[Records in a dataset]
* BEGIN *
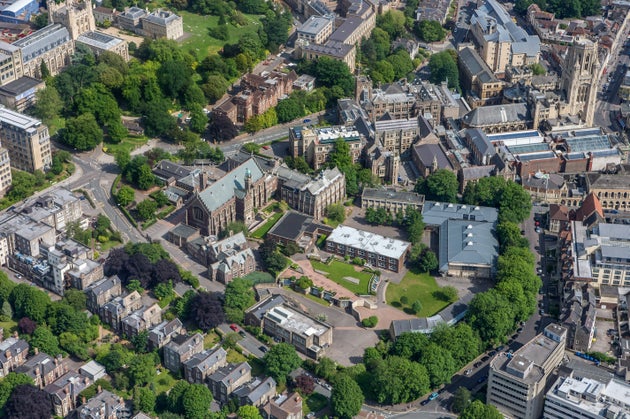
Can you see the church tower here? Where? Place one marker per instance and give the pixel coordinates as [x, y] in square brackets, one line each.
[580, 77]
[75, 15]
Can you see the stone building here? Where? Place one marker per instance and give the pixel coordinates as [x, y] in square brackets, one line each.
[580, 78]
[162, 24]
[26, 139]
[316, 144]
[231, 198]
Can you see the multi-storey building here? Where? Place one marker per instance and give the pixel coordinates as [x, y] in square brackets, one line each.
[580, 78]
[311, 196]
[516, 384]
[52, 45]
[316, 144]
[380, 252]
[225, 380]
[397, 135]
[162, 24]
[587, 398]
[306, 334]
[600, 254]
[392, 200]
[316, 29]
[200, 366]
[26, 139]
[499, 40]
[181, 349]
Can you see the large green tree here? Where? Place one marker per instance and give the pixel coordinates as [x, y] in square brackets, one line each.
[346, 398]
[442, 66]
[441, 185]
[82, 132]
[280, 360]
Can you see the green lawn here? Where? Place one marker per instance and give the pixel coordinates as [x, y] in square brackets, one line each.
[337, 271]
[201, 43]
[314, 403]
[416, 286]
[264, 229]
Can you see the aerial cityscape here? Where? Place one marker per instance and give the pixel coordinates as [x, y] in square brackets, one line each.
[260, 209]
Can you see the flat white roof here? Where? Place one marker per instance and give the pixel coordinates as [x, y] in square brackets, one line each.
[370, 242]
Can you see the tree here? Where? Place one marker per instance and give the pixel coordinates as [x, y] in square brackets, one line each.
[280, 360]
[326, 368]
[346, 398]
[248, 412]
[125, 196]
[441, 185]
[305, 384]
[49, 104]
[44, 340]
[429, 30]
[27, 401]
[29, 302]
[443, 66]
[336, 212]
[207, 311]
[239, 295]
[461, 400]
[146, 209]
[478, 410]
[538, 69]
[82, 132]
[143, 400]
[196, 401]
[141, 369]
[221, 128]
[10, 382]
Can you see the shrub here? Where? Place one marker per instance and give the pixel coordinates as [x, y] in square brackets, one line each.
[370, 322]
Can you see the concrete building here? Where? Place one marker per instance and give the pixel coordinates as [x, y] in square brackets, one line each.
[397, 135]
[26, 139]
[378, 251]
[162, 24]
[500, 41]
[316, 29]
[181, 349]
[613, 191]
[392, 200]
[599, 255]
[306, 334]
[316, 144]
[587, 398]
[516, 384]
[467, 244]
[20, 93]
[200, 366]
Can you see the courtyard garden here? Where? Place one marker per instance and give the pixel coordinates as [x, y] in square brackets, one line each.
[345, 275]
[416, 286]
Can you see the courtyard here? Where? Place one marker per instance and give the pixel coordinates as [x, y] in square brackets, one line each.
[416, 286]
[346, 275]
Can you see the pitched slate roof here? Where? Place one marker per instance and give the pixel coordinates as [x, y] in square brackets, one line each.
[225, 188]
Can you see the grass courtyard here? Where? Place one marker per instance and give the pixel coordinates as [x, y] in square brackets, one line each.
[415, 286]
[203, 44]
[338, 271]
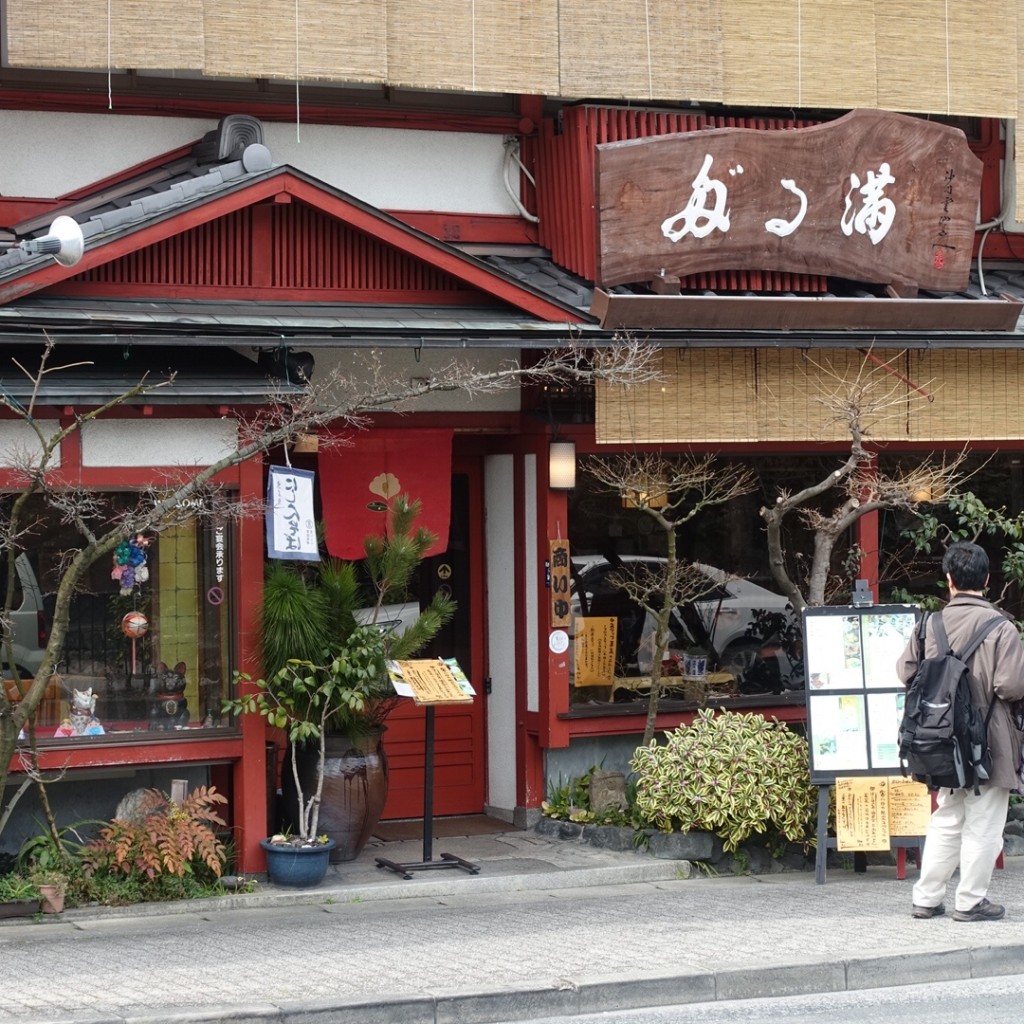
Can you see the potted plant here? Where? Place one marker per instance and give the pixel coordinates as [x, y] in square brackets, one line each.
[52, 886]
[18, 897]
[313, 624]
[302, 698]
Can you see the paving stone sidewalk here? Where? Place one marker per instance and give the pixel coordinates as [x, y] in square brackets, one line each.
[545, 928]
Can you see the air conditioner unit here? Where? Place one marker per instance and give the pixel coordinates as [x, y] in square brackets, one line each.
[389, 617]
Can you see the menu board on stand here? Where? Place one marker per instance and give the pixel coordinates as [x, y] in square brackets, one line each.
[854, 709]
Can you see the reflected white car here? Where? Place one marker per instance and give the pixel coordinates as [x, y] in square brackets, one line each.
[726, 612]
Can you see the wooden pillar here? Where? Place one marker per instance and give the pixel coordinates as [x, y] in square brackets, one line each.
[249, 783]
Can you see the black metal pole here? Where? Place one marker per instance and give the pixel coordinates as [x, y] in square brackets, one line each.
[428, 786]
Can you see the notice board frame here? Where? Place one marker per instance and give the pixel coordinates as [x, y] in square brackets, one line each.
[841, 679]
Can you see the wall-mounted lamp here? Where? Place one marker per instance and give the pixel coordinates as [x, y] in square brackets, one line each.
[561, 465]
[65, 243]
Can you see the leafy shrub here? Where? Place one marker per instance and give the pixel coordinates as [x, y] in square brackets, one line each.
[730, 774]
[171, 841]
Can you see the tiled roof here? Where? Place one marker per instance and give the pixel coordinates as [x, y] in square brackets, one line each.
[202, 377]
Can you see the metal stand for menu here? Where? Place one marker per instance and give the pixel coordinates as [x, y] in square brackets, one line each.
[446, 859]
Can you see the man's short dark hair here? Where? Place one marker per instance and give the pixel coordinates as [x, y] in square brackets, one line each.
[967, 565]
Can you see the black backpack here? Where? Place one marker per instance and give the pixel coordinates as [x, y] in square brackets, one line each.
[943, 738]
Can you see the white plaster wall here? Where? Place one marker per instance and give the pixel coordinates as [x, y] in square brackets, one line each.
[399, 169]
[47, 155]
[157, 442]
[532, 582]
[19, 445]
[396, 367]
[500, 539]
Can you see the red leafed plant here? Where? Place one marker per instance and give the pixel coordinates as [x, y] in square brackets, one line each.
[168, 841]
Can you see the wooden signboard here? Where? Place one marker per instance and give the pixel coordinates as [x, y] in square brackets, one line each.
[872, 196]
[559, 573]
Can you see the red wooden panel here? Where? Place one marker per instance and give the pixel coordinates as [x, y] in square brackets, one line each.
[459, 783]
[300, 253]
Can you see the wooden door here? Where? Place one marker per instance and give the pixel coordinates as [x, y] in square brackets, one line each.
[459, 729]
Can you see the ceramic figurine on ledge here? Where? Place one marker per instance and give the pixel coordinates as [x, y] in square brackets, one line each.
[169, 709]
[81, 720]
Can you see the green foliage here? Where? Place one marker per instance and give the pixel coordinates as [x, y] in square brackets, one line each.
[569, 801]
[967, 517]
[304, 610]
[730, 774]
[44, 853]
[173, 840]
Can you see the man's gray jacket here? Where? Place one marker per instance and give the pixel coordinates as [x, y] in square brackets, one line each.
[997, 667]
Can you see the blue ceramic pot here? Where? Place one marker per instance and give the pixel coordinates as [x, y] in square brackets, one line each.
[296, 865]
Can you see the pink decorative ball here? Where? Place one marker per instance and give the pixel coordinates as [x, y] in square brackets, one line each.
[135, 625]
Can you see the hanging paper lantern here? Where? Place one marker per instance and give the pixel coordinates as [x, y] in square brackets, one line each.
[135, 625]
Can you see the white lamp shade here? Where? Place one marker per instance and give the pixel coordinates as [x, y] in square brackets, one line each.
[561, 465]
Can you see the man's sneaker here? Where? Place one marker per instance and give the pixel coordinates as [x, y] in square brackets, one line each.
[982, 910]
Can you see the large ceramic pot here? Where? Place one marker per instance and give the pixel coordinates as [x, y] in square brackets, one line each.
[296, 865]
[354, 790]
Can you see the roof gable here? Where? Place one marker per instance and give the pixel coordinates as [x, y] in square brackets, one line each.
[266, 233]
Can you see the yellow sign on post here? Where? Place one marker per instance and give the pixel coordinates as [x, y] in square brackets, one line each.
[862, 813]
[429, 681]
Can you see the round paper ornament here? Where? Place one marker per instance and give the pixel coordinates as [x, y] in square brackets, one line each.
[135, 625]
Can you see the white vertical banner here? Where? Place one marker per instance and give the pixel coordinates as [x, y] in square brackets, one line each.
[291, 529]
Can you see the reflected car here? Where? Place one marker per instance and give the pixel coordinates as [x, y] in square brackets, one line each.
[732, 619]
[30, 624]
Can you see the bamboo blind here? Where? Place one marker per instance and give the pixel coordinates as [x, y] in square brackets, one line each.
[143, 34]
[948, 58]
[339, 40]
[647, 50]
[957, 57]
[1014, 134]
[752, 395]
[478, 45]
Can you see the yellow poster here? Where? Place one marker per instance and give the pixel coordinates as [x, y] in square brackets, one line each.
[432, 682]
[862, 813]
[595, 650]
[909, 807]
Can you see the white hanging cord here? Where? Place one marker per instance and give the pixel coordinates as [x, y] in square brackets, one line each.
[298, 118]
[473, 38]
[800, 53]
[512, 159]
[110, 84]
[650, 74]
[948, 86]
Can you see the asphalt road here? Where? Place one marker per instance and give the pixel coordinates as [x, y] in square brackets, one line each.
[985, 1000]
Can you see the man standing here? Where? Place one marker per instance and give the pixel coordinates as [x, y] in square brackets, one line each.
[967, 828]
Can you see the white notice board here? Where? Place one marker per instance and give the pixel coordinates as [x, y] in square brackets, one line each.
[854, 697]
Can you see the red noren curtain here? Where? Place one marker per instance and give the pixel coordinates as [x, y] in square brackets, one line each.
[356, 483]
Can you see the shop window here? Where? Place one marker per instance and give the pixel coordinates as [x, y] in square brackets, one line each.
[148, 642]
[737, 620]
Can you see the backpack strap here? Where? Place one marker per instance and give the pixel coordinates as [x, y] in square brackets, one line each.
[975, 641]
[939, 632]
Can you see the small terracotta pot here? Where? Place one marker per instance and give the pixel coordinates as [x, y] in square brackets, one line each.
[50, 899]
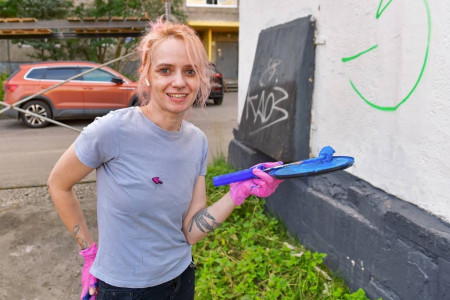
* END *
WHAT TO PRODUCE:
Count how many lines of the data above contain the word "notice", treating uppercase and lowercase as different. Reply with the number alone.

REPLY:
2